-------- SUPPLIED RECORDS

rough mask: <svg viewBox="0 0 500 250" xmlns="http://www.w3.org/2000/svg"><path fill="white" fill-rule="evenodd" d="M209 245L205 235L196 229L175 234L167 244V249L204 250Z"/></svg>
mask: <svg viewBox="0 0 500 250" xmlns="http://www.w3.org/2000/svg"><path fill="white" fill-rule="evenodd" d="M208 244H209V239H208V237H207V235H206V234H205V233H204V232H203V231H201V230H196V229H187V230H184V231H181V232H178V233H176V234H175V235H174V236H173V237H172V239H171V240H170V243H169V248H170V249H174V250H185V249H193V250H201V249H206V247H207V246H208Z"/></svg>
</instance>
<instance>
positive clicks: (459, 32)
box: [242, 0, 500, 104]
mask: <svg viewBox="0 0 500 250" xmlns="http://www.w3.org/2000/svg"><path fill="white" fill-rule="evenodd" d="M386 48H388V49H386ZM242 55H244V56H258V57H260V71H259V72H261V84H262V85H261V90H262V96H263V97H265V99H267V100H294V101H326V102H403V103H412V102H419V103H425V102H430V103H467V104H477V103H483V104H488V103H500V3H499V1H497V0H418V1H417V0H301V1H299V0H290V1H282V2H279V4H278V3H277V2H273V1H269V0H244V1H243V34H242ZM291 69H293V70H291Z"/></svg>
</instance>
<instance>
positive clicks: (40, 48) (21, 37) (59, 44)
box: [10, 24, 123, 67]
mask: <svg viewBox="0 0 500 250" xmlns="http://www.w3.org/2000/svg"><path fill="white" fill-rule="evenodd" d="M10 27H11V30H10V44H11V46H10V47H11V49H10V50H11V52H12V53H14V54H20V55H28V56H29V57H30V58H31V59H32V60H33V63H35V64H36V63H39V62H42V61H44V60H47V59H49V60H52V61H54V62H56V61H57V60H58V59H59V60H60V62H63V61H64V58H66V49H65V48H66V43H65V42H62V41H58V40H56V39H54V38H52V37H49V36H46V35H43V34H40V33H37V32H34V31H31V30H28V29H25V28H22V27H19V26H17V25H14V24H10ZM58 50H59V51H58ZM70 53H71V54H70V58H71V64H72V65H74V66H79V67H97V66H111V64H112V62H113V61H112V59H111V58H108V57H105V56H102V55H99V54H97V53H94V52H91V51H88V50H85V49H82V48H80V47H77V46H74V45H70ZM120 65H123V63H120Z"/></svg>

----------------

● TASK GOAL
Please quote the records above exactly, without skipping a line.

● PROBLEM SOLUTION
rough mask: <svg viewBox="0 0 500 250" xmlns="http://www.w3.org/2000/svg"><path fill="white" fill-rule="evenodd" d="M209 245L205 235L196 229L175 234L167 244V249L204 250Z"/></svg>
mask: <svg viewBox="0 0 500 250" xmlns="http://www.w3.org/2000/svg"><path fill="white" fill-rule="evenodd" d="M208 244H209V239H208V237H207V235H206V234H205V233H204V232H203V231H201V230H196V229H187V230H184V231H181V232H178V233H176V234H175V235H174V236H173V237H172V239H171V240H170V243H169V248H170V249H174V250H185V249H193V250H201V249H206V247H207V246H208Z"/></svg>
</instance>
<instance>
positive clicks: (459, 32)
box: [242, 0, 500, 104]
mask: <svg viewBox="0 0 500 250" xmlns="http://www.w3.org/2000/svg"><path fill="white" fill-rule="evenodd" d="M386 48H388V49H386ZM242 55H244V56H258V57H260V71H259V72H261V84H262V85H261V90H262V96H263V97H265V99H267V100H294V101H326V102H403V103H412V102H419V103H425V102H430V103H467V104H477V103H483V104H488V103H500V3H499V1H497V0H418V1H417V0H301V1H299V0H290V1H282V2H279V4H278V3H277V2H273V1H269V0H244V1H243V34H242ZM291 69H293V70H291Z"/></svg>
</instance>
<instance>
positive clicks: (40, 48) (21, 37) (59, 44)
box: [10, 24, 123, 67]
mask: <svg viewBox="0 0 500 250" xmlns="http://www.w3.org/2000/svg"><path fill="white" fill-rule="evenodd" d="M10 27H11V30H10V44H11V46H10V47H11V49H10V50H11V52H12V53H14V54H20V55H28V56H29V57H30V58H31V59H32V60H33V63H35V64H36V63H39V62H42V61H44V60H47V59H49V60H52V61H54V62H56V61H57V60H58V59H59V60H60V62H63V61H64V58H66V49H65V48H66V43H65V42H62V41H58V40H56V39H54V38H52V37H49V36H46V35H43V34H40V33H37V32H34V31H31V30H28V29H25V28H22V27H19V26H17V25H14V24H10ZM58 50H59V51H58ZM70 53H71V54H70V58H71V64H72V65H74V66H79V67H97V66H111V64H112V62H113V61H112V59H111V58H108V57H105V56H102V55H99V54H97V53H94V52H91V51H88V50H85V49H82V48H80V47H77V46H74V45H70ZM120 65H123V63H120Z"/></svg>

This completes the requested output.